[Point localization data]
>>>

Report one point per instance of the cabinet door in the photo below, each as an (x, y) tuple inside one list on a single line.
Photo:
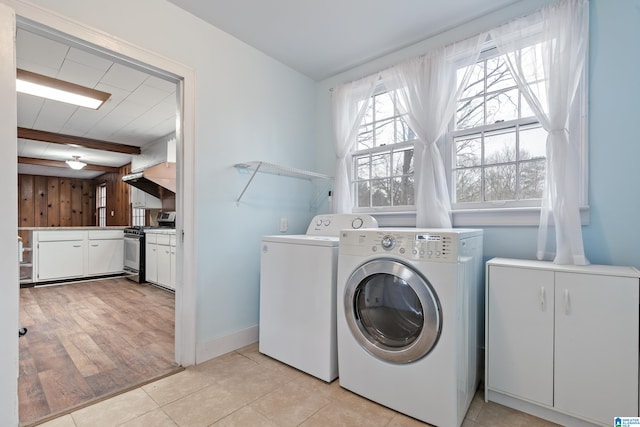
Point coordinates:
[(142, 200), (106, 256), (173, 263), (520, 333), (164, 265), (60, 260), (151, 262), (596, 361)]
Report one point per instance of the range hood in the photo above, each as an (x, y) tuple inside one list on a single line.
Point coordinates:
[(154, 180)]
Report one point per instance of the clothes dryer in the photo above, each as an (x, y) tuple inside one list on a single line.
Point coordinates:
[(410, 319), (298, 294)]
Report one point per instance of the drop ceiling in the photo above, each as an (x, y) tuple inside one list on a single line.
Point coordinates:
[(142, 108)]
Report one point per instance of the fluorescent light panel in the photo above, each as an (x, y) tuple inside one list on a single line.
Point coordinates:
[(58, 90), (76, 163)]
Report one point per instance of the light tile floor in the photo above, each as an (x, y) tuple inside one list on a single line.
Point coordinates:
[(245, 388)]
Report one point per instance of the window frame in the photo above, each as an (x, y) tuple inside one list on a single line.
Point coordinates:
[(499, 213), (377, 149), (519, 212)]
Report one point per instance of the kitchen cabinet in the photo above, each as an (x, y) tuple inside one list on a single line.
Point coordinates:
[(151, 258), (160, 266), (142, 200), (60, 255), (164, 260), (76, 253), (106, 252), (172, 244), (562, 341)]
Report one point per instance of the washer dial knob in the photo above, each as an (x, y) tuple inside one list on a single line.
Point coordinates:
[(388, 242)]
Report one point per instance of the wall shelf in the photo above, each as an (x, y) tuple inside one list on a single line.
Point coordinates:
[(265, 167)]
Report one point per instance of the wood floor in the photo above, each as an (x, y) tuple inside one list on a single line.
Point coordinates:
[(88, 340)]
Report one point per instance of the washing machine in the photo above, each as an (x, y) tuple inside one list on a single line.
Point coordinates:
[(410, 319), (298, 294)]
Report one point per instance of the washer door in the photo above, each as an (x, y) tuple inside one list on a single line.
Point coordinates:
[(392, 311)]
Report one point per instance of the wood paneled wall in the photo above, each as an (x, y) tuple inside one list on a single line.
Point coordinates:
[(118, 196), (46, 201)]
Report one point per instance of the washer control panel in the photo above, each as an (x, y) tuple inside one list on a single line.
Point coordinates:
[(413, 244), (331, 224)]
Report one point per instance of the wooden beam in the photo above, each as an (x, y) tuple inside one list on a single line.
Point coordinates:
[(58, 138), (60, 164)]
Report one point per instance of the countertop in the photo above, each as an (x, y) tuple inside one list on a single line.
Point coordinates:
[(114, 227), (160, 231)]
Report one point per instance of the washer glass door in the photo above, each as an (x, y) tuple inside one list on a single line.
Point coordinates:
[(392, 311)]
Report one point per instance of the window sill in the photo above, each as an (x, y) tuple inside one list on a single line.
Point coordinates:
[(504, 217)]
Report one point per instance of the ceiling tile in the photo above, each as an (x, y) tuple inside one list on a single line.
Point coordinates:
[(124, 78), (54, 115), (39, 50)]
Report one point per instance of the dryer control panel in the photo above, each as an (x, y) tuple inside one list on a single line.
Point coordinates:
[(413, 244)]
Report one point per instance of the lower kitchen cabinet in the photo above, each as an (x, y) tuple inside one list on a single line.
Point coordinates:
[(106, 252), (60, 259), (71, 254), (160, 259), (151, 258), (562, 341)]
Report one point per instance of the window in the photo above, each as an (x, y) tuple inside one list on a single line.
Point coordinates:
[(498, 148), (383, 160), (101, 205), (138, 216)]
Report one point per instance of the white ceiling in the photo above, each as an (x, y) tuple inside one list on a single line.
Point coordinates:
[(324, 37), (142, 107)]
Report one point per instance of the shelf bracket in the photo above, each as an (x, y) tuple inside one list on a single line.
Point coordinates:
[(248, 183), (265, 167)]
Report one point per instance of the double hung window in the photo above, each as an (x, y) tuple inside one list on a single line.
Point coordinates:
[(101, 205), (384, 157), (498, 144)]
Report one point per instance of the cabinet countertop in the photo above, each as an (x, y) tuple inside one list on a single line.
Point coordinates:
[(161, 231), (115, 227)]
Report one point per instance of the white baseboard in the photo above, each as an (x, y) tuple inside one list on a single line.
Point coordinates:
[(222, 345)]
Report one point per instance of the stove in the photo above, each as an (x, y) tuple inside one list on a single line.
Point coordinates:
[(134, 245)]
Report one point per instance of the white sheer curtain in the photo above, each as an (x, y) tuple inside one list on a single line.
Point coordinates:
[(349, 103), (428, 88), (555, 42)]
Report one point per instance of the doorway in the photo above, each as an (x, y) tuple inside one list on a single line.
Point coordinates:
[(185, 296)]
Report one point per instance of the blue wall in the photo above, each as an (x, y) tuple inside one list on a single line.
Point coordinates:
[(614, 141), (612, 235)]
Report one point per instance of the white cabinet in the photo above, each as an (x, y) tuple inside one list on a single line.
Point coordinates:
[(60, 255), (164, 260), (142, 200), (151, 258), (172, 244), (160, 265), (562, 341), (106, 252), (67, 254)]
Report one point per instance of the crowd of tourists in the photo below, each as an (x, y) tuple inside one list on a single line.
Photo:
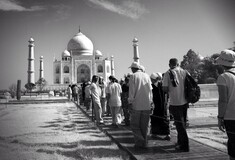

<<<

• Work instructions:
When a line in the data above contains the string "tile", copy that line.

• Solution for this problem:
Report one point per instance of the light tile floor in the photo above, each as an (x, y) tuple inside one list on a single line.
Report one point per instance of the ceiling tile in the photo above, each as an (x, y) tuple inside one list on a single line.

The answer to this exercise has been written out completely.